═══ Dataset records ═══

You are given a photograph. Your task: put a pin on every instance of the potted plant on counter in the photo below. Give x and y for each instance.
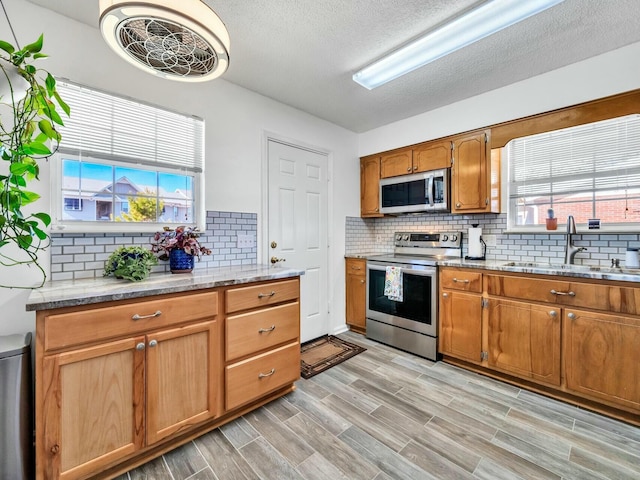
(132, 263)
(180, 247)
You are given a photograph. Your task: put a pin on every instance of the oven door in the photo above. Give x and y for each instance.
(417, 311)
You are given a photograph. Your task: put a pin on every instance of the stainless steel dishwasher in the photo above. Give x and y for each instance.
(16, 408)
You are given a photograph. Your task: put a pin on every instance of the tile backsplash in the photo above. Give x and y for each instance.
(375, 235)
(82, 255)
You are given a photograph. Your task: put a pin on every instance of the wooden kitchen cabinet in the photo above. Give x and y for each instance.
(103, 400)
(370, 186)
(460, 334)
(262, 339)
(356, 294)
(475, 181)
(524, 340)
(601, 356)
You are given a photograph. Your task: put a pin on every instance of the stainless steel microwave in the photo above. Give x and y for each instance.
(418, 192)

═══

• _What to work on_
The reply must match the records exactly, apart from the pictures, which are left out.

• _Answer to the exercise_
You are given a photograph. Your task: put a pin on every instance of the potted plant on counter in the photo below. Give x and y for each instance.
(132, 263)
(180, 247)
You are given a photograph. Your task: put a pin on every instance of the oven door in the photo above. Give x and y for each instance.
(417, 311)
You are given a photograph. Your task: put a pin on every instance of the stainless steel dishwasher in the photo above. Give x and y for each instance.
(16, 408)
You are given a photograph. Your task: put a pin on every instance of the tile backsplash in the photo above. Give x and y for each instance.
(375, 235)
(82, 255)
You are given a photograph. Your task: put a pin on every instance of the wooden kitchen cabinet in the photo above. Give x and y for each instance.
(103, 400)
(370, 186)
(460, 334)
(262, 339)
(356, 294)
(475, 181)
(524, 340)
(601, 356)
You are given a photograph. Your task: put a pin on every instance of the stainless steel microwave in the photo above. Give x and y for each instance.
(418, 192)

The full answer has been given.